__OBJECTIVE__.
Reproduce every one of the records below word for word, leaving out the pictures.

[Entries taken from a pointing dataset]
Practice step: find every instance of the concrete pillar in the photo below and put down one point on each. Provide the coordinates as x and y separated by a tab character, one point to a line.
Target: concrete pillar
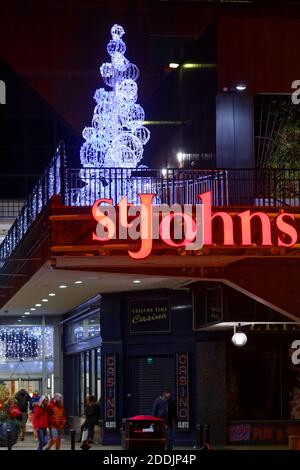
211	388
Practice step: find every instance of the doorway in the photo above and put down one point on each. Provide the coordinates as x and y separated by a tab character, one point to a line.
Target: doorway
31	385
147	376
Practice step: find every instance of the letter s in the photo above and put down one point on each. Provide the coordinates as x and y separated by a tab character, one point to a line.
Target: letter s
296	354
105	216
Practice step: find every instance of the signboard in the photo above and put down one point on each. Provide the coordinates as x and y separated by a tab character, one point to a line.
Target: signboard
262	432
214	304
149	316
188	227
110	421
182	389
207	306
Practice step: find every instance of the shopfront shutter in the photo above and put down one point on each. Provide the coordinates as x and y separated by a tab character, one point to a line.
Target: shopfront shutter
154	373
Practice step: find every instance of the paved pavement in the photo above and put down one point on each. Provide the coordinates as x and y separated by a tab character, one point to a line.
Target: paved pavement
30	443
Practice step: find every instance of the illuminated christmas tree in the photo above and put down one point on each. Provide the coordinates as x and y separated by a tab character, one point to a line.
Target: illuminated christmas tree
117	136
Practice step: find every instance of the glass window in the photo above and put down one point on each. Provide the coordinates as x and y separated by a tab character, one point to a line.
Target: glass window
83	329
98	373
87	374
82	382
25	342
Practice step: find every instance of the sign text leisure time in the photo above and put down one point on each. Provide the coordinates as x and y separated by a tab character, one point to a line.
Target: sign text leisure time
187	226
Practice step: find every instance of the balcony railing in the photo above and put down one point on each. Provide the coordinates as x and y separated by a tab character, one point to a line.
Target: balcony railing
82	186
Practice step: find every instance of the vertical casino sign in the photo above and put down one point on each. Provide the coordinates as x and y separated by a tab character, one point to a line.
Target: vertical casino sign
182	389
110	391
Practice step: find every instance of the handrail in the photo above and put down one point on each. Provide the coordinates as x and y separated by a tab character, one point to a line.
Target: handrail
82	186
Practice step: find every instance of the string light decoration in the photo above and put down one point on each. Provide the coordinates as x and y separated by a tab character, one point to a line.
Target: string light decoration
25	342
117	136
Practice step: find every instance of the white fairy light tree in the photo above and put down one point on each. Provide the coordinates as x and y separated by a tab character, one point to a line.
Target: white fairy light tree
117	136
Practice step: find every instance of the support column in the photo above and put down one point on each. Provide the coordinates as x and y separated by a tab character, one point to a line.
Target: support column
211	388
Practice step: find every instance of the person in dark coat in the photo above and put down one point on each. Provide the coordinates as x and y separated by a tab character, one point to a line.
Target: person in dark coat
92	416
164	407
40	421
22	399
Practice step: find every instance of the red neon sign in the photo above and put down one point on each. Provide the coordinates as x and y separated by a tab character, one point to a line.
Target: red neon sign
148	222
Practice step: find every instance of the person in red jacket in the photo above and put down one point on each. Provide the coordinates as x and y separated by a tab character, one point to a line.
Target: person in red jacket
56	420
40	420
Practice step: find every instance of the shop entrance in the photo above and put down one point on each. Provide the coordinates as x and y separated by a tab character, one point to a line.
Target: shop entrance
147	376
12	386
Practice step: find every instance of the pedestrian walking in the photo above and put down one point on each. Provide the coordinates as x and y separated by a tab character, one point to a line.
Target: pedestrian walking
33	401
40	421
56	421
22	399
92	415
164	407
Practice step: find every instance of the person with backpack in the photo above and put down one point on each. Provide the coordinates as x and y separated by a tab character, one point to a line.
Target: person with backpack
56	421
40	421
164	407
22	398
92	415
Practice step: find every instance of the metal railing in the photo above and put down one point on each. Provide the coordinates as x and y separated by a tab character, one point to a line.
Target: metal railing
81	187
47	186
86	185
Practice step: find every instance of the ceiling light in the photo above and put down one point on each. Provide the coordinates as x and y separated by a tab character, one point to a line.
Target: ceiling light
240	87
180	156
239	338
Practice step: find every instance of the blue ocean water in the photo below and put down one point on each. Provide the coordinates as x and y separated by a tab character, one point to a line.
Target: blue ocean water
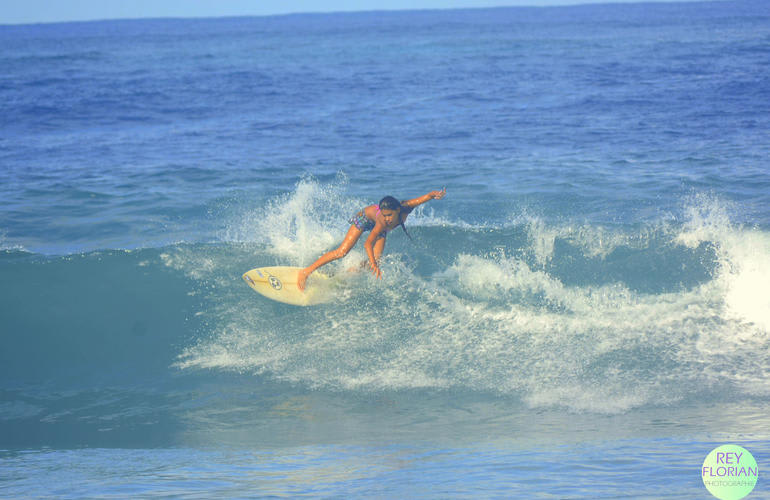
585	315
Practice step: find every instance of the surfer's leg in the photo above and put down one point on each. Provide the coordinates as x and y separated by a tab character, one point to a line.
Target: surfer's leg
350	240
379	246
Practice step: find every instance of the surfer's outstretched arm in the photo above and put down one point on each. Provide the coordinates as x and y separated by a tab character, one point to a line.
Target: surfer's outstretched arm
433	195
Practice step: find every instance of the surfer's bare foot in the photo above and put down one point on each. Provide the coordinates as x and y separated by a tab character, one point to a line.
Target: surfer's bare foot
301	279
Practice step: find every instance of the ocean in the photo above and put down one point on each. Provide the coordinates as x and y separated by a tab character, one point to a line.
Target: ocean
586	314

__SOLUTION FOR THIS EXERCISE__.
Practice step: find every instance of the concrete pillar in the photo below and put down one point on each. Provide the coordinates as x and y separated by a tab character, one point to a line.
Target: concrete pillar
211	388
Practice step: find every instance of the doorway in the photo above and put down one point on each. Provide the coordinates as x and y separated by a tab character, one point to a line.
Target: doorway
31	385
147	376
Practice step: find every instance of the letter s in the photo above and put down one point on each. Provide the coordinates as x and y separated by a tab character, one point to a line.
Target: letter s
296	354
105	216
Practice step: find every instance of the signboard in the photo above and put down one point on each. Provide the coordinates as x and y separated by a tab character, one point to a line.
Target: signboard
262	432
214	304
149	316
188	227
110	421
182	389
207	306
Practice step: find every instance of the shopfront shutter in the photo above and put down one point on each. Provide the coordinates as x and y separated by a tab character, one point to a line.
Target: shopfront shutter
154	373
Practice step: find every instance of the paved pavement in the photo above and put down one point on each. Provide the coordinates as x and y separated by a tab character, one point to a line.
Target: paved pavement
30	443
Practice step: find every instance of the illuminated christmas tree in the photo above and put down one point on each. Provide the coordinates as x and y separated by a tab character, one point to a line.
Target: illuminated christmas tree
117	136
Practice step: find every instance of the glass window in the photo above and put down one point on each. Provide the coordinates as x and y separated by a tab character, one point to a line.
Target: glass window
83	329
98	373
87	374
82	382
25	342
Practice step: find every instance of the sign text leisure time in the photo above and put down one point on each. Provide the coordinates as x and y separated by a tab character, one point to a line.
Target: sign text leisure time
187	226
Practice step: find every instance of the balcony railing in the photo above and put down one point on each. Provide the coordinates as x and y separated by a tab character, one point to a line.
Target: balcony railing
82	186
Practice step: find every instance of the vertical casino sign in the photo above and put down one point on each. Provide the coordinates as x and y separated by a tab character, one point to a line.
Target: vertical casino sign
182	389
110	391
Practice step: find every instance of the handrail in the photo above and put down one point on each. Provide the coordinates as x and y separated by a tab character, one point to a line.
Target: handrail
82	186
Practice step: find every instance of the string light decoration in the photo above and put down one point on each. Provide the coordinates as x and y separated by a tab character, one point to a line.
Target: string light decoration
25	342
117	136
Practice step: find every instance of the white fairy light tree in the photo above and put down one point on each. Provide the coordinates as x and y separated by a tab character, one point to a line.
Target: white fairy light tree
117	136
Practice step: find every instance of the support column in the photo above and put down one point on each. Provide the coordinates as x and y separated by a tab character, one point to a line.
Target: support column
211	388
Practice step: find every instance of the person in dark coat in the photo above and put down one point on each. Provide the coordinates as x and y separated by a tab character, one point to a line.
Target: person in dark coat
92	416
164	407
40	421
22	399
Practice step: find every instance of the red neon sign in the photo above and put down one point on each. Provide the coordinates as x and y separated by a tab character, one point to a line.
Target: red neon sign
148	222
Practice step: find every instance of the person in red jacket in the photo above and put down one point on each. Provide the coordinates as x and y separated by a tab character, one point to a line.
Target: person in red jacket
56	420
40	420
Practice step: find every instance of the shop entrance in the photo above and put down one point on each. Provide the coordinates as x and y separated by a tab character, one point to a line.
Target: shop entrance
147	376
12	386
Practice step: find every instance of the pedestrian walking in the photo above and put down one point on each. Provide the coordinates as x and y separated by a tab character, one point to a line.
Target: pedestrian walking
33	401
40	421
56	421
22	399
92	415
164	407
Practice step: find every instance of the person with backpack in the photo above and put down one point on each. Provide the coordinates as x and y separated by a tab character, one point to a line.
Target: person with backpack
56	421
40	421
164	407
22	398
92	415
Practice step: find every instance of the metal railing in the photo above and put down one point on each. Provide the coordinates as x and y separated by a tab character, one point to a line.
Target: metal railing
81	187
47	186
86	185
Practice step: find every instance of the ceiling light in the photo above and put down one point on each. Provide the coordinates as x and y separated by a tab character, one point to a line.
Target: ceiling light
240	87
180	156
239	338
Practice step: find every instance of the blue ocean water in the photo below and put down one point on each. Provide the coordinates as x and y separated by a tab character, one point to a line.
Target: blue ocean water
585	315
Practice step: find every instance of the surfer's leg in the photo above and put down one point on each. Provide the coordinates as x and y separated by a tab character, one point to a line.
Target: surfer's leg
350	240
379	246
Practice step: find every instance of the surfer's outstretched arm in the photo above and put down one point on each. Provide the coordinates as x and y separated by a tab character, one point to a line.
Target: surfer's outstretched arm
433	195
Practice step: find every instance of the surfer's bare foot in the photo above and put down one point on each. Provide the coordinates as x and y separated by a tab character, one point to a line.
Target: surfer's bare foot
301	279
Practice step: find every instance of the ocean in the photo above and put down one point on each. Provide the coordinates as x and y separated by a tab character, one point to a line.
Target: ocean
586	314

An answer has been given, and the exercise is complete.